**RECORD EXCERPTS**
============================================================

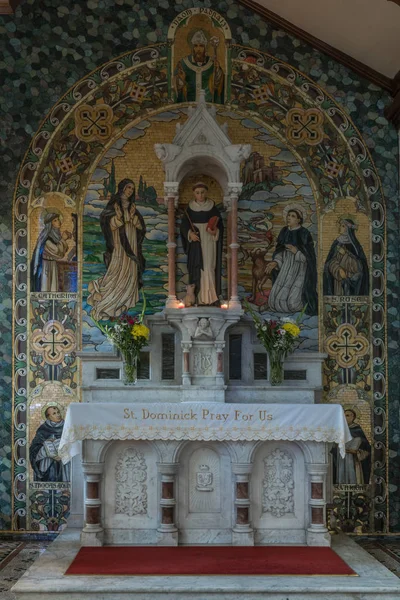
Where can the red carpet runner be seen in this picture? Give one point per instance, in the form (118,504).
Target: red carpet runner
(208,560)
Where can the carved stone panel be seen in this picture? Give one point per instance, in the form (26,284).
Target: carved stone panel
(278,484)
(131,478)
(203,361)
(204,481)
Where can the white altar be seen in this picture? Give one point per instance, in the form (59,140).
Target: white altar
(204,473)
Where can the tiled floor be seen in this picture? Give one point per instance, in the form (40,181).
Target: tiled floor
(16,557)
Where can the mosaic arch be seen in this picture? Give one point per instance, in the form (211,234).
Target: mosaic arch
(306,152)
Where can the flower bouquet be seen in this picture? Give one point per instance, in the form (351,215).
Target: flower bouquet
(278,336)
(128,334)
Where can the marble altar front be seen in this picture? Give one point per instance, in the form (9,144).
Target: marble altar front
(204,473)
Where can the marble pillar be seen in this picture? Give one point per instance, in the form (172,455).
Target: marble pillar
(317,532)
(167,529)
(92,533)
(242,531)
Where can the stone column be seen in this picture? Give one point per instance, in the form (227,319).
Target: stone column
(219,378)
(227,205)
(234,191)
(317,532)
(171,201)
(92,534)
(242,531)
(186,379)
(167,530)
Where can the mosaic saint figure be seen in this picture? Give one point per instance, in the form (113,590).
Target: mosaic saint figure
(51,248)
(199,71)
(43,451)
(124,229)
(202,238)
(294,268)
(346,268)
(355,467)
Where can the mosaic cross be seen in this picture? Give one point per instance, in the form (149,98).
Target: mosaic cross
(346,345)
(54,341)
(305,126)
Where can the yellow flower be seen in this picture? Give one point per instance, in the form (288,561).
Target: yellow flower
(140,330)
(291,328)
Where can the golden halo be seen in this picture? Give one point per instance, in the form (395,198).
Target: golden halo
(346,217)
(46,406)
(353,409)
(51,209)
(297,207)
(195,30)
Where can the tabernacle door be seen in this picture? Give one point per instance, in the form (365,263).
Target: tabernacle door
(205,503)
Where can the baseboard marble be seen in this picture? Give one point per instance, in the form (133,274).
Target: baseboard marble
(45,580)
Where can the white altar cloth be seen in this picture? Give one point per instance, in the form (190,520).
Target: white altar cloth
(194,421)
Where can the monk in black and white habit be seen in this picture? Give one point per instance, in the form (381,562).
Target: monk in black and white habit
(202,238)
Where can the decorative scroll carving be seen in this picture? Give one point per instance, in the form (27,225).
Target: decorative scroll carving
(130,477)
(204,478)
(278,484)
(203,362)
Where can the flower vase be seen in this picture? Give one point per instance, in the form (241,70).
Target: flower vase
(129,370)
(276,372)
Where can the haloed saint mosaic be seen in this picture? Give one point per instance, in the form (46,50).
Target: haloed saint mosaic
(311,233)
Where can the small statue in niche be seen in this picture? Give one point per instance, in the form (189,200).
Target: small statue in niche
(202,238)
(190,298)
(203,328)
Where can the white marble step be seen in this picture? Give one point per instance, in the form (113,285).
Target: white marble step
(45,580)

============================================================

**OBJECTIVE**
Return every item above word for word, leaving out the pictures.

**THE SOLUTION**
Where can the red carpet runner be seen in this picture? Give one point per instance, in the form (118,504).
Target: red carpet runner
(208,560)
Where can the carved stone panel be seen in this picture? Give one point per instance, in the form (26,284).
Target: carved stone panel
(278,484)
(131,478)
(203,361)
(204,481)
Where can the white altar be seen in this picture? Give one point per instance, in the form (59,140).
Target: white altar
(204,473)
Where can the tiled floor be seen in this picture? Give one point per instance, in the form (40,181).
Target: tiled floor
(16,557)
Where can the mosaic arch be seen in this picture? Give one point per instance, in the form (211,234).
Target: mosaic arch
(306,152)
Where can the flower bouquet be seen in this picture? Give one point per instance, in the form (351,215).
Target: flower bouquet
(278,336)
(128,334)
Where can the marble altar front be seen in this picture? Give one point per instance, in the form (9,144).
Target: marble altar front
(204,473)
Where can the marble pillar be seen in this picture? Give one point per instance, in the form (172,455).
Target: marble pillar
(317,532)
(167,529)
(92,533)
(242,531)
Where can the stone column be seen in this picture? Give one point per instance, in the form (227,319).
Target: stone column
(219,378)
(227,205)
(234,191)
(317,532)
(171,201)
(92,534)
(242,531)
(186,379)
(167,530)
Where can the mosaic saint figure be seen in this picture? Give one point per instance, in the form (113,590).
Target: mosaic saint figure
(51,248)
(199,71)
(43,451)
(124,229)
(202,238)
(294,268)
(346,268)
(355,467)
Where can the mosaic cross be seen in this picture? Give one point per instance, in the form (149,98).
Target: mosaic cross
(346,345)
(54,341)
(305,126)
Where can the yellow flower be seen in this picture? Give one point per instance, in the form (288,561).
Target: yellow flower
(140,330)
(291,328)
Where can the golden halo be seen in this picture? Give one point per instance, in the form (395,198).
Target: golden halo
(346,217)
(46,406)
(353,409)
(51,209)
(297,207)
(195,30)
Where can the tabernacle door be seen in this picture? Give one point per instance, in the form (365,263).
Target: tabernacle door
(205,503)
Where can the baseboard marble be seen in this picture? Give one point per instance, in the form (133,274).
Target: baseboard marble
(45,580)
Where can the white altar cloth be seen in this picture? Give one point per instance, in the form (190,520).
Target: white altar cloth
(194,421)
Where can the monk in black and white habit be seen in this picture? Give one point per instance, in the form (381,562).
Target: monk in black and white habit
(202,238)
Where can the decorative scroll carving be seen in this picture? Give one point per instance, in the form (27,225).
Target: decorative scroll carving
(130,477)
(204,478)
(278,484)
(203,362)
Where can the flower vase be seen in this picture? Give one point per instance, in the form (241,70).
Target: flower vase
(129,370)
(276,372)
Where can the haloed saint mosaic be seen in this picture? Give one point per instance, in the form (46,50).
Target: haloed saint mosaic
(311,233)
Where can the small statue in niche be seen in this picture? Give one point per instance, in the form (189,200).
Target: small statue in niche
(202,238)
(190,298)
(203,328)
Where can the white marble step be seen in this picture? Give one point per instance, in the form (113,285).
Target: white marble step
(45,580)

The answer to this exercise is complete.